• Task goal: A verbatim reprint of the records below is what this exercise asks for.

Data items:
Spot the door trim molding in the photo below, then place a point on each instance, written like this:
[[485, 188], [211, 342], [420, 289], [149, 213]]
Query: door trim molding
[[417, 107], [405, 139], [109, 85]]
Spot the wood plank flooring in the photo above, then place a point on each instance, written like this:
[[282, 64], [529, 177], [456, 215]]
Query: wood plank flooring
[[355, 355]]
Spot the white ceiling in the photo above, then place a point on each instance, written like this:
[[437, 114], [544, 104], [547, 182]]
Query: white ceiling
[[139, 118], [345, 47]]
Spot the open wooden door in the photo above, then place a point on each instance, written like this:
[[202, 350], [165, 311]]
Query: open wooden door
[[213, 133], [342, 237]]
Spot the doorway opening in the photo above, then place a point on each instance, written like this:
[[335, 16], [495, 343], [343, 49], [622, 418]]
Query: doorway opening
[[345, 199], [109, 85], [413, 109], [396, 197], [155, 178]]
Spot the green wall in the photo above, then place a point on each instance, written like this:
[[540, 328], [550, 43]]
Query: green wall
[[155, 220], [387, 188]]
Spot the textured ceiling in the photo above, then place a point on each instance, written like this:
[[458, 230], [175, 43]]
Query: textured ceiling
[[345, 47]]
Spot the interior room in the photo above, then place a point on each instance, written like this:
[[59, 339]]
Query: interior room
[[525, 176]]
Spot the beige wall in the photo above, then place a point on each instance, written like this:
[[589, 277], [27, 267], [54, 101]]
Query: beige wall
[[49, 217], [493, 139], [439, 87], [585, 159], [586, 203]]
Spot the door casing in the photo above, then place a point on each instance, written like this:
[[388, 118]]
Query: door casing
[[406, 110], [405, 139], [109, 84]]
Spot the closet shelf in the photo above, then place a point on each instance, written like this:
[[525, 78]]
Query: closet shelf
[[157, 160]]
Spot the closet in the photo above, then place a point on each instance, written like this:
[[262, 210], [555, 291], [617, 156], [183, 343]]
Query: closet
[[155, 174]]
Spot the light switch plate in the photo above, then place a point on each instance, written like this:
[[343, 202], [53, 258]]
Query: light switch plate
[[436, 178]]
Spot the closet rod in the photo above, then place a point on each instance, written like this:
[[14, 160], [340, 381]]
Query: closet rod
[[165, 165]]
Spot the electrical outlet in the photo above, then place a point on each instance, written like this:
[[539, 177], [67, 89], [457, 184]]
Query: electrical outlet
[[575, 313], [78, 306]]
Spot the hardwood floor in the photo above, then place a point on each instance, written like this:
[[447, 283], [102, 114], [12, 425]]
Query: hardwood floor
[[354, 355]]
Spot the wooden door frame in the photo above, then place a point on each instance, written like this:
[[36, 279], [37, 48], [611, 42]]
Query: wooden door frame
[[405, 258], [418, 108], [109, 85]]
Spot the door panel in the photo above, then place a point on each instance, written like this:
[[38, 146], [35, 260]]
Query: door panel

• Answer area:
Spot the door trim molding in the photo below, then place a point on each instance, written like this:
[[485, 188], [211, 342], [420, 289], [149, 213]]
Query: door trim molding
[[417, 107], [405, 139], [109, 85]]
Spot the wood plank flooring in the photo above, then place a point on each instance, written like this:
[[282, 64], [529, 177], [456, 215]]
Query: wood plank flooring
[[355, 355]]
Spot the white ceiling in the photo above, then place a point on each instance, written like this:
[[437, 114], [544, 104], [547, 182]]
Query: white ceiling
[[139, 118], [345, 47]]
Spot the open wooden door in the photo above, then place a point on each instance, written like this:
[[202, 350], [165, 311]]
Query: open wooden door
[[213, 133], [342, 237]]
Spot the doorway opening in the photo above, then place a point on each instance, written like this:
[[335, 16], [495, 343], [343, 49], [622, 418]]
Query: doorway opening
[[345, 199], [109, 85], [413, 109], [396, 197], [155, 178]]
Spot the green wall in the photo above, then place a point on each instance, written like this:
[[540, 328], [550, 43]]
Query: green wall
[[155, 220], [387, 188]]
Spot the textured ceiling in the photo above, then place a point on each instance, written like this:
[[458, 230], [175, 43]]
Query: textured ceiling
[[345, 47]]
Spot the interior room in the photo above, then place a point on each instance, written like this:
[[59, 339]]
Query: interior room
[[525, 176]]
Spot the beige wall in the photo above, then place a point on each instance, written like this:
[[589, 277], [27, 267], [54, 101]]
Query: beige wall
[[49, 217], [493, 139], [439, 87], [585, 159], [586, 203]]
Spot the door casing in the photo above, then place a point on each instance, written like this:
[[388, 118]]
Query: door casing
[[406, 110], [405, 139], [109, 84]]
Spot the closet shelf in the photo above, then place a point on each instance, written like this:
[[525, 78]]
Query: closet shelf
[[157, 160]]
Spot the closet in the photo above, then place a point on each instance, written like this:
[[262, 210], [555, 291], [617, 156], [183, 343]]
Query: closet
[[155, 174]]
Spot the light switch plate in the photo above, then place a point on each instance, written like this:
[[343, 202], [53, 258]]
Query: light switch plate
[[436, 178]]
Spot the closet rod in the photo above, then place a point on each instance, written like this:
[[14, 160], [340, 381]]
Query: closet rod
[[165, 165]]
Spot the electrical outlet in the photo above, then place a point on each instance, written like this:
[[539, 177], [67, 89], [457, 184]]
Query: electrical outlet
[[575, 313], [78, 306]]
Spot the hardwood floor in the photo above, then place a point on each instance, written like this:
[[447, 283], [102, 114], [12, 425]]
Query: hardwood floor
[[354, 355]]
Spot the wooden door frame in the photo above, then place a point on each instance, written like this:
[[36, 279], [37, 48], [611, 42]]
Query: wooden door frame
[[405, 258], [418, 108], [109, 85]]
Spot the door panel in the photo above, then place a point on each instance, written like this:
[[38, 146], [35, 260]]
Query: door panel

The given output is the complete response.